Há trinta e oito anos, o Exército começava a abrir uma das mais longas estradas brasileiras. A rodovia BR-163, que liga Cuiabá, em Mato Grosso, a Santarém, no Pará, atravessou uma parte do Brasil onde ainda viviam tribos que nunca haviam contatado o mundo externo.
Abrindo dois quilômetros de mata por dia, os militares montavam acampamentos sobre chassis de caminhão. "Integrar para não entregar a Amazônia. A preocupação era realmente a integração", conta o coronel Severo. Naquela época, o governo militar temia a guerrilha que se opunha à ditadura no país, e também tentava se proteger da suposta cobiça internacional provocada pelas vastas florestas intactas.

::::::::::

Quais cidades são ligadas pela rodovia BR-163, segundo o artigo?

::::::::::

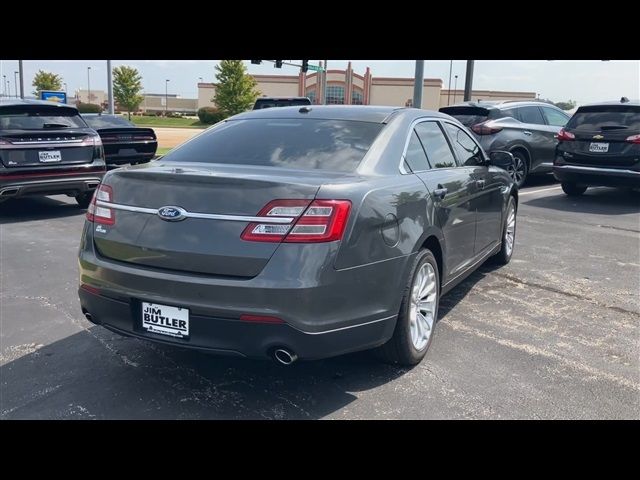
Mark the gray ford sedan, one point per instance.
(298, 233)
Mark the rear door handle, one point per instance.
(440, 192)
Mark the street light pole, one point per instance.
(166, 96)
(418, 84)
(110, 88)
(468, 81)
(455, 90)
(88, 85)
(449, 87)
(21, 79)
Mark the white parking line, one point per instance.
(529, 192)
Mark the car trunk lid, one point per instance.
(601, 134)
(46, 147)
(197, 245)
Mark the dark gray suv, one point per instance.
(526, 129)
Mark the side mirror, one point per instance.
(503, 160)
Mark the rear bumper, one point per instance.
(327, 312)
(226, 336)
(595, 176)
(50, 183)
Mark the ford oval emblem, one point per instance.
(172, 214)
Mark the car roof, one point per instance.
(500, 104)
(363, 113)
(282, 98)
(12, 102)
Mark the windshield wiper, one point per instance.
(613, 127)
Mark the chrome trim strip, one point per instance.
(51, 144)
(207, 216)
(343, 328)
(596, 169)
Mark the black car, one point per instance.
(269, 102)
(600, 146)
(123, 141)
(526, 129)
(46, 149)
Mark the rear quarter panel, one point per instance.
(391, 216)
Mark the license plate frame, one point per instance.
(50, 156)
(599, 147)
(166, 320)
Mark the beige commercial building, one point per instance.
(346, 87)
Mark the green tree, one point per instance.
(46, 81)
(236, 90)
(127, 85)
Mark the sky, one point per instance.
(581, 81)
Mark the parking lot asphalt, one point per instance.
(555, 334)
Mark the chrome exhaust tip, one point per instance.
(284, 357)
(9, 192)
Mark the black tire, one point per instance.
(400, 349)
(521, 168)
(573, 189)
(84, 199)
(504, 255)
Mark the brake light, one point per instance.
(98, 213)
(483, 129)
(98, 150)
(565, 136)
(317, 221)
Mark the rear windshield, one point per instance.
(598, 118)
(468, 116)
(308, 144)
(30, 118)
(282, 102)
(106, 121)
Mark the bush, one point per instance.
(210, 115)
(89, 108)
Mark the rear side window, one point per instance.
(510, 112)
(613, 117)
(468, 116)
(466, 149)
(530, 115)
(309, 144)
(415, 157)
(436, 145)
(29, 117)
(107, 121)
(554, 117)
(280, 102)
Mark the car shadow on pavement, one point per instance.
(96, 374)
(540, 180)
(36, 208)
(601, 200)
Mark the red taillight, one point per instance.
(317, 221)
(565, 136)
(99, 213)
(483, 129)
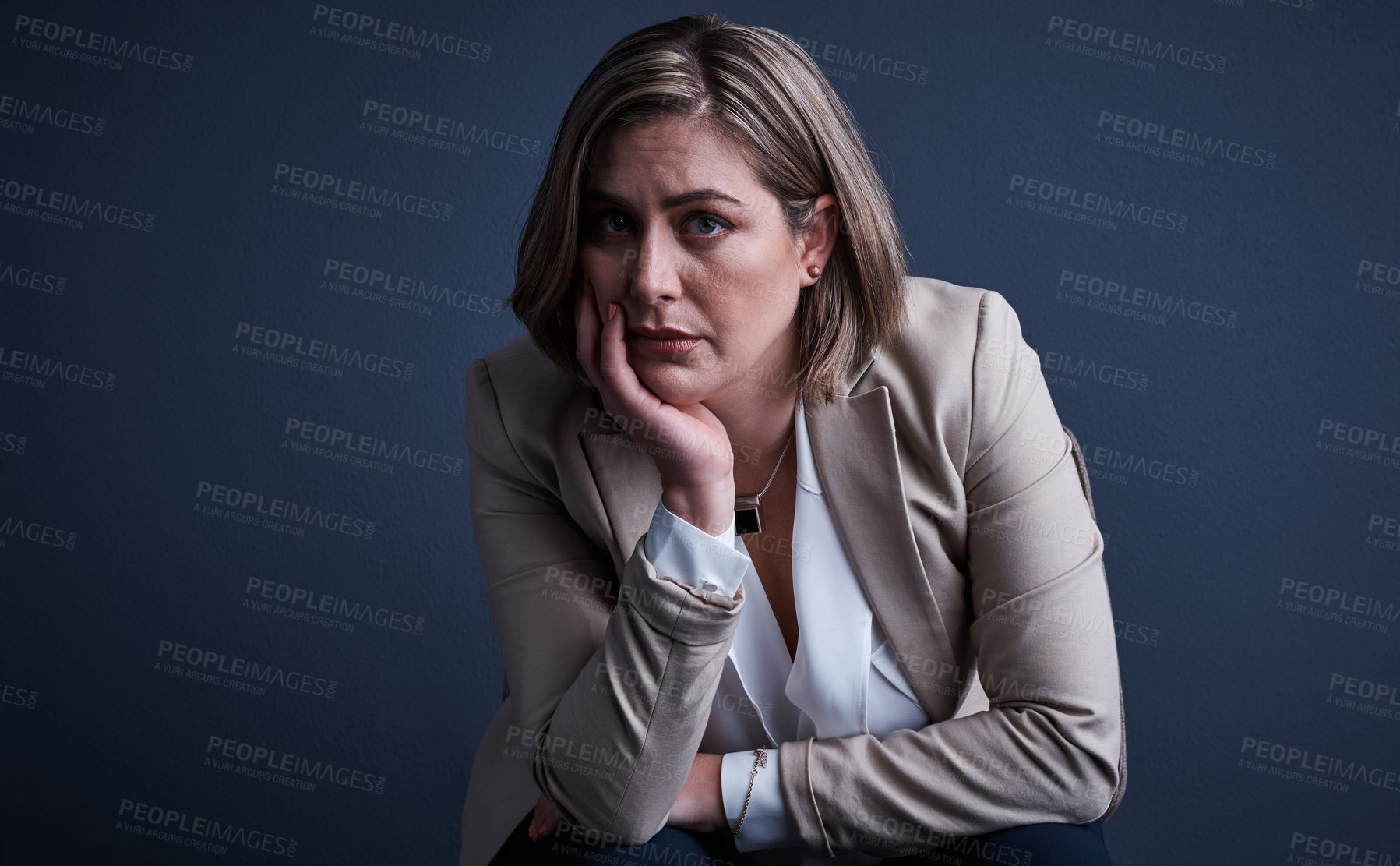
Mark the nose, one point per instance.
(653, 267)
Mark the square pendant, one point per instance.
(746, 514)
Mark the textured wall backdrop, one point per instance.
(248, 249)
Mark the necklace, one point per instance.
(746, 505)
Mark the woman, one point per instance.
(731, 397)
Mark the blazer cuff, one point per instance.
(797, 790)
(767, 823)
(688, 554)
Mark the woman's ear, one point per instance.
(820, 239)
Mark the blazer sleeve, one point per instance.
(1048, 748)
(611, 680)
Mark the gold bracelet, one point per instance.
(759, 760)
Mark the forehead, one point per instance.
(669, 156)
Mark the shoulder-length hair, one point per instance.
(760, 90)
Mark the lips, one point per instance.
(662, 332)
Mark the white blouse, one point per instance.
(766, 697)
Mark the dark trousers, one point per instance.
(1031, 845)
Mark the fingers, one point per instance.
(619, 376)
(587, 330)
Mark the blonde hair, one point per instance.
(760, 90)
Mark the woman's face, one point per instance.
(679, 233)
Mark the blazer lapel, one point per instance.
(857, 463)
(627, 481)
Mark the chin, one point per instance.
(676, 386)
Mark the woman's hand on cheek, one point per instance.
(689, 444)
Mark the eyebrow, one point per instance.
(685, 198)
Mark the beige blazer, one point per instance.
(964, 507)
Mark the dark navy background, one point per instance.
(1210, 653)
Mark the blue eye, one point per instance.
(713, 221)
(604, 221)
(709, 219)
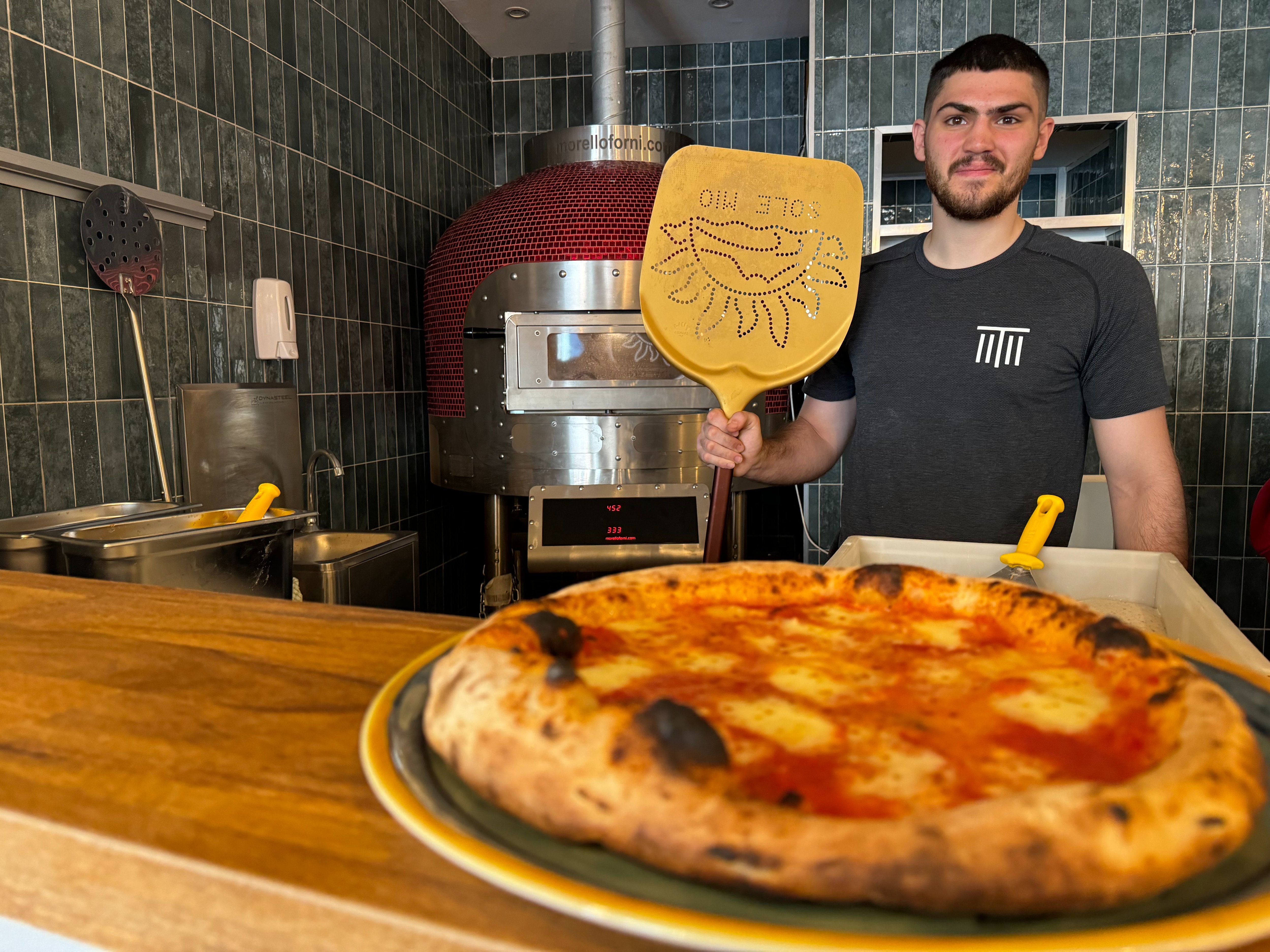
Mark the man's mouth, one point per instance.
(977, 168)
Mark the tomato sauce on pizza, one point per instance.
(846, 713)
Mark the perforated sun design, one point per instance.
(751, 275)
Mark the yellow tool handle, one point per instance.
(261, 503)
(1036, 534)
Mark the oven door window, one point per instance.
(604, 357)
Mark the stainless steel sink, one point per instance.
(206, 551)
(371, 569)
(22, 549)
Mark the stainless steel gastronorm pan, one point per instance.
(206, 551)
(23, 549)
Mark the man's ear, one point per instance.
(1047, 130)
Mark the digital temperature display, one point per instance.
(623, 522)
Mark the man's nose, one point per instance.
(980, 138)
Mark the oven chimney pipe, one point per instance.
(609, 61)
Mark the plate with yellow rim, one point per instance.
(1225, 907)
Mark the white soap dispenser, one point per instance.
(275, 315)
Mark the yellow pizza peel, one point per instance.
(750, 277)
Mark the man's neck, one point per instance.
(963, 244)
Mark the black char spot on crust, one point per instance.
(561, 673)
(558, 635)
(746, 857)
(1108, 634)
(887, 579)
(684, 738)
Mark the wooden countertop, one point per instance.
(178, 771)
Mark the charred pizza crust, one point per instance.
(510, 715)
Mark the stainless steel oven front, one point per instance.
(577, 362)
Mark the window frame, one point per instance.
(1074, 225)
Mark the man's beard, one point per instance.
(977, 204)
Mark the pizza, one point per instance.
(887, 734)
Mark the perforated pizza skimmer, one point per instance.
(750, 280)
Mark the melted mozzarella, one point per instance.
(901, 772)
(794, 728)
(797, 626)
(1062, 700)
(840, 617)
(638, 626)
(940, 633)
(615, 673)
(808, 682)
(705, 662)
(735, 614)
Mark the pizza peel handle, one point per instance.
(750, 278)
(125, 249)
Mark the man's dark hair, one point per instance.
(987, 54)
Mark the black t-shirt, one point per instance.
(975, 386)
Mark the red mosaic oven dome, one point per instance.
(576, 212)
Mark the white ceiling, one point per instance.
(563, 26)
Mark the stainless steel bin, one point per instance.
(206, 551)
(371, 569)
(25, 549)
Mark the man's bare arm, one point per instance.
(803, 451)
(1147, 507)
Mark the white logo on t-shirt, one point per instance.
(1006, 339)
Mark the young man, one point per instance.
(981, 352)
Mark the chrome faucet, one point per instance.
(312, 484)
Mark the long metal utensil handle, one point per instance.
(721, 493)
(135, 310)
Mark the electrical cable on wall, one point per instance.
(798, 493)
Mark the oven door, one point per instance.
(616, 527)
(575, 362)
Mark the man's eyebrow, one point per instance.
(995, 111)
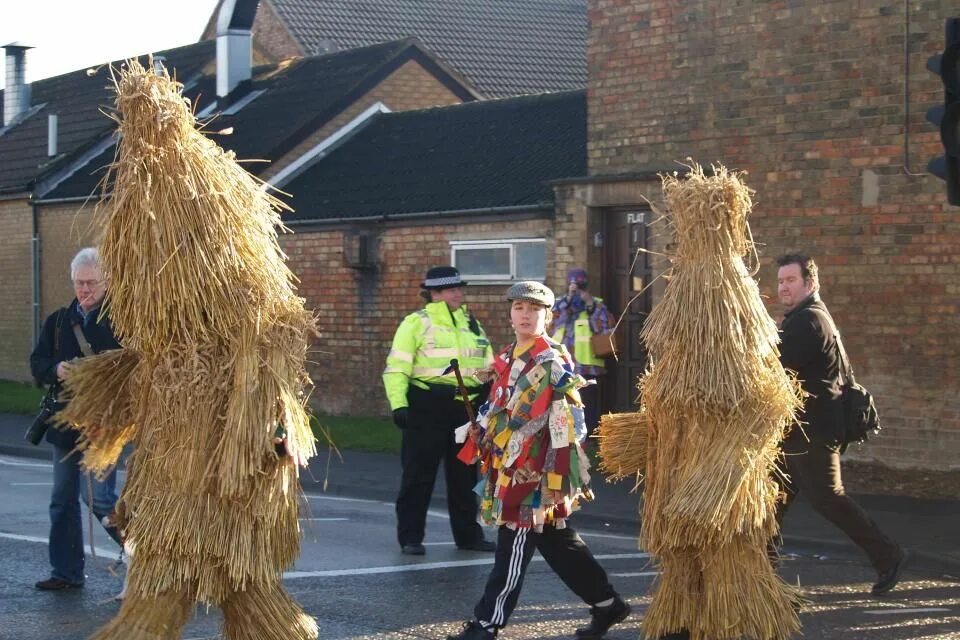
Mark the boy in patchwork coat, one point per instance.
(527, 440)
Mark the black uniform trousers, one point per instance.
(563, 550)
(814, 470)
(428, 440)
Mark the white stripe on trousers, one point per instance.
(513, 576)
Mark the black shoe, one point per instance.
(57, 584)
(413, 549)
(479, 545)
(473, 631)
(602, 618)
(888, 579)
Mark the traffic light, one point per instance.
(947, 115)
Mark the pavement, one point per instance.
(930, 529)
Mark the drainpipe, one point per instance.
(35, 269)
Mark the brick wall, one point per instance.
(409, 87)
(809, 98)
(359, 311)
(16, 333)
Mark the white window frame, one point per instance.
(500, 243)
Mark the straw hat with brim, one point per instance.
(531, 291)
(442, 278)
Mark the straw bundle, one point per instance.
(215, 343)
(715, 405)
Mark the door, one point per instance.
(626, 276)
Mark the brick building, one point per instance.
(823, 104)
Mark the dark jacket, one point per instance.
(809, 347)
(58, 327)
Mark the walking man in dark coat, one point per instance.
(809, 346)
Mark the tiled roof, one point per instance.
(76, 99)
(485, 154)
(298, 98)
(504, 47)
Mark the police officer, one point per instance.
(427, 407)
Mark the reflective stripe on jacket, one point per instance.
(582, 349)
(423, 346)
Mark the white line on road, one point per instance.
(426, 566)
(897, 612)
(17, 463)
(101, 553)
(339, 499)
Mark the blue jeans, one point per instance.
(66, 527)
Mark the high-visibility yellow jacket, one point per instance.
(423, 346)
(582, 349)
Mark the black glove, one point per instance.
(401, 417)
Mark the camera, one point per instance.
(38, 428)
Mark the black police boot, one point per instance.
(473, 631)
(602, 618)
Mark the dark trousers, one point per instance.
(564, 551)
(814, 470)
(427, 441)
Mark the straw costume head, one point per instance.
(212, 369)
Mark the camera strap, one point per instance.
(82, 341)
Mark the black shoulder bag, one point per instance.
(860, 417)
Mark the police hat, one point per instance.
(532, 291)
(442, 278)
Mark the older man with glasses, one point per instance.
(69, 333)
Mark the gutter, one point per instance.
(388, 217)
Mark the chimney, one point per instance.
(52, 135)
(16, 95)
(234, 43)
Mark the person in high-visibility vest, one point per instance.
(427, 407)
(578, 316)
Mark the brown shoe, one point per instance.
(888, 579)
(57, 584)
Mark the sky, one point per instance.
(75, 34)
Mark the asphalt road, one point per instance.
(352, 577)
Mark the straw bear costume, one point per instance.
(214, 344)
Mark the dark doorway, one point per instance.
(626, 272)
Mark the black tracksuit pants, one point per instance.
(563, 550)
(428, 440)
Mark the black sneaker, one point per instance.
(602, 618)
(57, 584)
(479, 545)
(413, 549)
(888, 579)
(473, 631)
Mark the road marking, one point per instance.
(612, 536)
(16, 463)
(897, 612)
(426, 566)
(101, 553)
(339, 499)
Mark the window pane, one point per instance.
(531, 260)
(483, 262)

::::::::::

EXERCÍCIO RESOLVIDO: Cuiabá, em Mato Grosso, e Santarém, no Pará.